[Photo object pointing records]
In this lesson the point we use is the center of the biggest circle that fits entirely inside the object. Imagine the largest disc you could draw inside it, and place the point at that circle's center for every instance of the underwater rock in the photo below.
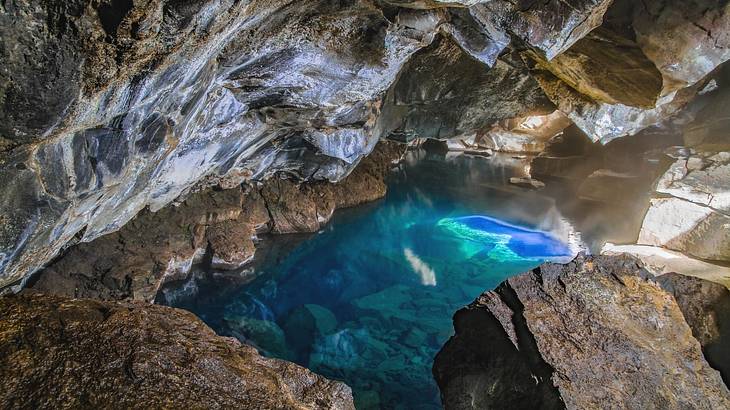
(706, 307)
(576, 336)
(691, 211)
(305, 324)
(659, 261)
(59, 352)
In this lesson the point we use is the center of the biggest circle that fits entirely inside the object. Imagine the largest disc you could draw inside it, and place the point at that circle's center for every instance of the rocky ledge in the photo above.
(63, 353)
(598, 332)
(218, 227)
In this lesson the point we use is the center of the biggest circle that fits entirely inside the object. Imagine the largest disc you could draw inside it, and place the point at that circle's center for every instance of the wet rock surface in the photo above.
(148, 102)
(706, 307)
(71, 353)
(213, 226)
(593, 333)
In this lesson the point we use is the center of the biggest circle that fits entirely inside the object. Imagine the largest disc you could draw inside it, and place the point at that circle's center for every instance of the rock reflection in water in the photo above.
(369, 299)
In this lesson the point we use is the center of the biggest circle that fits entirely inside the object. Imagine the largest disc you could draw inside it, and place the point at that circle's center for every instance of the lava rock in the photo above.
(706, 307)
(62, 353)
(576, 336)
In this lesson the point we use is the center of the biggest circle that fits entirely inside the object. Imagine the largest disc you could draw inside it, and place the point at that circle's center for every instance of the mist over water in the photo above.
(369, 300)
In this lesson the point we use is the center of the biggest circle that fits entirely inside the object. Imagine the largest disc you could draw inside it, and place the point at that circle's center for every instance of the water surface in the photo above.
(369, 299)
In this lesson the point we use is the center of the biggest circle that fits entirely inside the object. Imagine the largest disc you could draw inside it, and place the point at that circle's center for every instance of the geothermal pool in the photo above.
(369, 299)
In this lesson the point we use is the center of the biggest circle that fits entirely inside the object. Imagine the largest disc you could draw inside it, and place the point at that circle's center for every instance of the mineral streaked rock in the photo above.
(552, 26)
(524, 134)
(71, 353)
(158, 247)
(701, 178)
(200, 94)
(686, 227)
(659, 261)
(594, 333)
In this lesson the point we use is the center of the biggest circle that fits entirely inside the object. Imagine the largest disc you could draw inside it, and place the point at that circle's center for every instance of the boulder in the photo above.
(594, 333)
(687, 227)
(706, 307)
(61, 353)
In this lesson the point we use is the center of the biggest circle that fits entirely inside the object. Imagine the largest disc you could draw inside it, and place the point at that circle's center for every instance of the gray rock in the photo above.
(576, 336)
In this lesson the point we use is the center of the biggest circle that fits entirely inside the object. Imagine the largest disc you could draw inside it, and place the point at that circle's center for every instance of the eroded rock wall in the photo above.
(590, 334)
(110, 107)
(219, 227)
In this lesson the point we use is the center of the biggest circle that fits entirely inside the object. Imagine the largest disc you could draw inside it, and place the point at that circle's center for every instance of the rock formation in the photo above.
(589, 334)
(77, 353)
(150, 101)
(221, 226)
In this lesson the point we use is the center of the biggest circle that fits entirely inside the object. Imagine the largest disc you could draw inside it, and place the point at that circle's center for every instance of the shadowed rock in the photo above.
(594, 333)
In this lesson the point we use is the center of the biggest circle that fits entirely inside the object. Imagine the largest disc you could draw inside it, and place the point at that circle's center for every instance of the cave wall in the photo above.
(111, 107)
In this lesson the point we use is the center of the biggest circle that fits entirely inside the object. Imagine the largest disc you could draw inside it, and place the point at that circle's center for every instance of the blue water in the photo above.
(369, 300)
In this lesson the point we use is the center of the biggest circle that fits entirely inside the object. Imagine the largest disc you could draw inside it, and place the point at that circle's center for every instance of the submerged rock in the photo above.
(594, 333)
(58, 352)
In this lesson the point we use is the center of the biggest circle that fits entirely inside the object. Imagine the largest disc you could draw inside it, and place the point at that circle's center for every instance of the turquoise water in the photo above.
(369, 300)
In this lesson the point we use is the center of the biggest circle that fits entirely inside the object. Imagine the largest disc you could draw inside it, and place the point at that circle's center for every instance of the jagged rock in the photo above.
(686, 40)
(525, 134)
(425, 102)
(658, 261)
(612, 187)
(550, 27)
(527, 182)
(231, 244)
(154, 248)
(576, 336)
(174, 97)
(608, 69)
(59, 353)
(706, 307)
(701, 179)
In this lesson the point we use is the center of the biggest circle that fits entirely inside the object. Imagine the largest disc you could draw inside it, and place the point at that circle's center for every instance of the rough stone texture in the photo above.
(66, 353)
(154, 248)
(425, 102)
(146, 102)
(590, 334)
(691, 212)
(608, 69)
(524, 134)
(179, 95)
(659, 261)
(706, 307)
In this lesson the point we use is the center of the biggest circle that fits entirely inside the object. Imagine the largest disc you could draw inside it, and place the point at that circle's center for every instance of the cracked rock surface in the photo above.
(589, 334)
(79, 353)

◆ WHAT IS ASKED ◆
Print out the material word for word, omitting the pictures.

◆ RIGHT ANSWER ◆
In this lesson the point we use is the center of the biggest circle that fits entirely inside the object. Imagine the largest disc you could draw inside it, and place the point at that circle's center for every instance of the underwater rock in the photo below.
(706, 307)
(576, 336)
(691, 211)
(305, 324)
(659, 261)
(59, 352)
In this lesson the point we use is the center of the biggest circle that fits entirely inside the object. Imagine the largest disc you could draw inside it, and place the point at that circle's center for every instance of the rocky ledge in the photo above.
(63, 353)
(598, 332)
(218, 227)
In this lesson the point we use is the center of the biggest circle that fits entirely inside the object. Imagine the largest disc you could draw inside it, and place the point at that circle's center for every instance of the wet rock surface in the photo above.
(148, 102)
(706, 307)
(71, 353)
(213, 226)
(593, 333)
In this lesson the point we use is the center of the biggest circle that fits entirely inside the object. Imagine the largest disc you could draw inside it, and place the point at that circle's center for every instance of the rock reflection in water in the photo above.
(369, 299)
In this lesson the point we use is the center of the biggest circle that fits entirely inside the object. Imagine the largest disc you could draw inside it, and place the point at that circle's center for every instance of the lava rock in the photo above.
(706, 307)
(62, 353)
(576, 336)
In this lesson the point we use is the center of the biggest circle that fits entirely inside the object. Imagine the largest disc you could draw inside it, and place the point at that circle's center for every instance of the mist over water in the photo above.
(369, 300)
In this lesson the point we use is the center of the biggest circle that fits entirely inside the object. Imagine the largest disc you could draw inside it, and place the point at that circle's center for every instance of the water surface in the photo above.
(369, 299)
In this lesson the point we use is the center of the biggest circle that fits entirely inside the object. Imagine the largest disc you could draw inside it, and place the point at that circle's center for every instance of the geothermal pool in the photo above.
(369, 299)
In this lesson the point we use is the center of the biggest circle that fits entirely inside the object. Imagine the largest disc you could draw inside it, and place the point at that circle's center for every instance of the mineral streaked rock in the photo above.
(552, 26)
(524, 134)
(71, 353)
(158, 247)
(701, 178)
(200, 94)
(686, 227)
(659, 261)
(594, 333)
In this lesson the point we use is the center of the biggest circle that fits entirely inside the object. Imagine the largest disc you could draw inside it, and place the point at that circle's center for every instance of the boulder in the photo above.
(594, 333)
(687, 227)
(706, 307)
(61, 353)
In this lesson the point we use is the center of the biggest circle that fits entirely inside the object. Imagine the largest disc you could draw inside it, and place the point at that circle's center for every instance of the gray rock in the photo above.
(576, 336)
In this lesson the point we use is the center of the biggest circle that fits entirely inside the object. Imagine the largest disc you could draw inside it, and place the point at that circle's center for every instance of the eroded rock wall in the photo above.
(590, 334)
(110, 107)
(219, 227)
In this lesson the point we use is the center of the biggest circle that fits entirely inside the object. Imagine the largest disc you could draw inside it, and place the point at that circle's center for every instance of the rock formation in the photo above.
(589, 334)
(77, 353)
(150, 101)
(221, 226)
In this lesson the point we use is the center of the biggest circle that fits entirely inside the object. Imagine the largest disc you could draw inside it, and place the point at that circle's center for every instance of the shadowed rock in the photo above.
(594, 333)
In this lesson the point we use is the center of the biggest circle that fits entirely inside the object. Imagine the largest disc you could draw inside it, and place the point at that circle's center for every instance of the cave wall in the photo above.
(111, 107)
In this lesson the point we use is the center of the biggest circle that fits entirely inside the object. Imagine the largest disc you could draw inside it, and place the point at that circle's center for every instance of the blue water in the photo above.
(369, 300)
In this lesson the point we use is the center of the biggest circle that fits entirely inside the object. Imagine the largest disc you could draw inside it, and place the point at that circle's center for every instance of the submerged rock in the photo above.
(594, 333)
(58, 352)
In this lesson the point we use is the center of the biggest circle that fits entirely inside the object. Imagine the largest disc you could draw inside it, and place the point at that circle's center for every instance of the turquoise water in the photo above.
(369, 300)
In this lesson the point we use is the center of the biggest circle that fits entirely inside the object. Imagine the largest disc you could draw inside it, and place the point at that circle's center for every instance of the jagged rock in the photo above.
(686, 40)
(525, 134)
(425, 102)
(658, 261)
(612, 187)
(550, 27)
(527, 182)
(231, 244)
(154, 248)
(576, 336)
(174, 97)
(608, 69)
(59, 353)
(706, 307)
(701, 179)
In this lesson the point we use is the center of the biggest circle that fits entirely inside the object. Imagine the largest disc you could draw inside it, and place the point at that circle's center for every instance of the rough stone texture in the photo above.
(66, 353)
(154, 248)
(425, 102)
(146, 102)
(590, 334)
(691, 212)
(608, 69)
(524, 134)
(179, 95)
(659, 261)
(706, 307)
In this lesson the point we use is the center of the biggest circle that fits entirely inside the object. Imagine the largest disc you could draw inside it, and place the point at that circle's center for every instance of the cracked rock surface in the photo above.
(589, 334)
(79, 353)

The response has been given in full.